◆ **Brano di testo**
36C’era anche una profetessa, Anna, figlia di Fanuele, della tribù di Aser. Era molto avanzata in età, aveva vissuto con il marito sette anni dopo il suo matrimonio, 37era poi rimasta vedova e ora aveva ottantaquattro anni. Non si allontanava mai dal tempio, servendo Dio notte e giorno con digiuni e preghiere. 38Sopraggiunta in quel momento, si mise anche lei a lodare Dio e parlava del bambino a quanti aspettavano la redenzione di Gerusalemme.

39Quando ebbero adempiuto ogni cosa secondo la legge del Signore, fecero ritorno in Galilea, alla loro città di Nàzaret. 40Il bambino cresceva e si fortificava, pieno di sapienza, e la grazia di Dio era su di lui.

C'è qualcosa che colpisce subito l'uditore attento del brano di vangelo della Liturgia di oggi, nella quale celebriamo la Santa Famiglia di Nazareth: per ben cinque volte, infatti, viene ripetuto che Giuseppe e Maria si trovavano a Gerusalemme per compiere con “ciò che era prescritto nella Legge”.

I genitori di Gesù vengono presentati da Luca come degli israeliti pienamente osservanti che portano il bambino al tempio quaranta giorni dopo la sua nascita, per essere “riscattato” come ogni primogenito pagando un'offerta di cinque sicli d'argento (era circa una mensilità lavorativa): di Giuseppe non si dice che l'abbia fatto (già questo ci dice che forse non riusciva a lavorare con regolarità), e allora si preoccupa almeno della purificazione della madre. Secondo la legge di Mosè presente nel libro del Levitico, la donna che aveva partorito un figlio veniva considerata impura e doveva stare confinata in casa per quaranta giorni: al termine di questo periodo doveva presentarsi al tempio per essere purificata offrendo un agnello in olocausto, ma se la famiglia era povera e non si poteva permettere l'agnello, poteva offrire due piccioni o due tortore. Questa pratica non era più diffusa tra i Giudei ai tempi di Gesù, e non era più necessario portare il bambino fino al tempio: il padre poteva pagare la propria offerta consegnandola a un sacerdote del villaggio. Giuseppe e Maria, invece, forse per il fatto di trovarsi a Betlemme, abbastanza vicina a Gerusalemme, vogliono rispettare la tradizione alla lettera.

◆ **Consegna**
Trascrivi di nuovo il brano di testo cominciando da "36C’era anche una" e terminando con "redenzione di Gerusalemme.". Sostituisci "profetessa" con "donna devota".

◆ **Righe fornite**

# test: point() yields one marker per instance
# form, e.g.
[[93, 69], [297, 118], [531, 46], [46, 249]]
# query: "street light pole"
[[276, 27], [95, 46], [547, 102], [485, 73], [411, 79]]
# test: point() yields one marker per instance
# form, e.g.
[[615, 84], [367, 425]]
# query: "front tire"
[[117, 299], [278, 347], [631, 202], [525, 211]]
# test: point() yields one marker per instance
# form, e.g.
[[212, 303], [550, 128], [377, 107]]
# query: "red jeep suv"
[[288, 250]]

--

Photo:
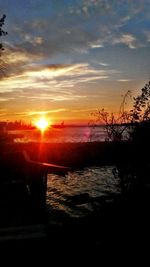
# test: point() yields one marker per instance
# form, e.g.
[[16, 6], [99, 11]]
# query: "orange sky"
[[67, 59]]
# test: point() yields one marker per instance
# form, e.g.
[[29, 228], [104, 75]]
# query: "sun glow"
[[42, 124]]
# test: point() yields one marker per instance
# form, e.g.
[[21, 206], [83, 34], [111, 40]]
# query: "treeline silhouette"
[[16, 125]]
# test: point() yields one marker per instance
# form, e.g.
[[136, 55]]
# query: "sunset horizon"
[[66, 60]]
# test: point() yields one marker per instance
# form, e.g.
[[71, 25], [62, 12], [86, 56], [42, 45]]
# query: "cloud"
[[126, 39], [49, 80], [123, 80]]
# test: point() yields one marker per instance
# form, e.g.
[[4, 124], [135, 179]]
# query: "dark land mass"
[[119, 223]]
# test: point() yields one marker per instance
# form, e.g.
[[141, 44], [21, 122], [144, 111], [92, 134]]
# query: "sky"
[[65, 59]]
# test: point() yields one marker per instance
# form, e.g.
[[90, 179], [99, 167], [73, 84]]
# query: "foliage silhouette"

◆ **Risposta**
36C’era anche una donna devota, Anna, figlia di Fanuele, della tribù di Aser. Era molto avanzata in età, aveva vissuto con il marito sette anni dopo il suo matrimonio, 37era poi rimasta vedova e ora aveva ottantaquattro anni. Non si allontanava mai dal tempio, servendo Dio notte e giorno con digiuni e preghiere. 38Sopraggiunta in quel momento, si mise anche lei a lodare Dio e parlava del bambino a quanti aspettavano la redenzione di Gerusalemme.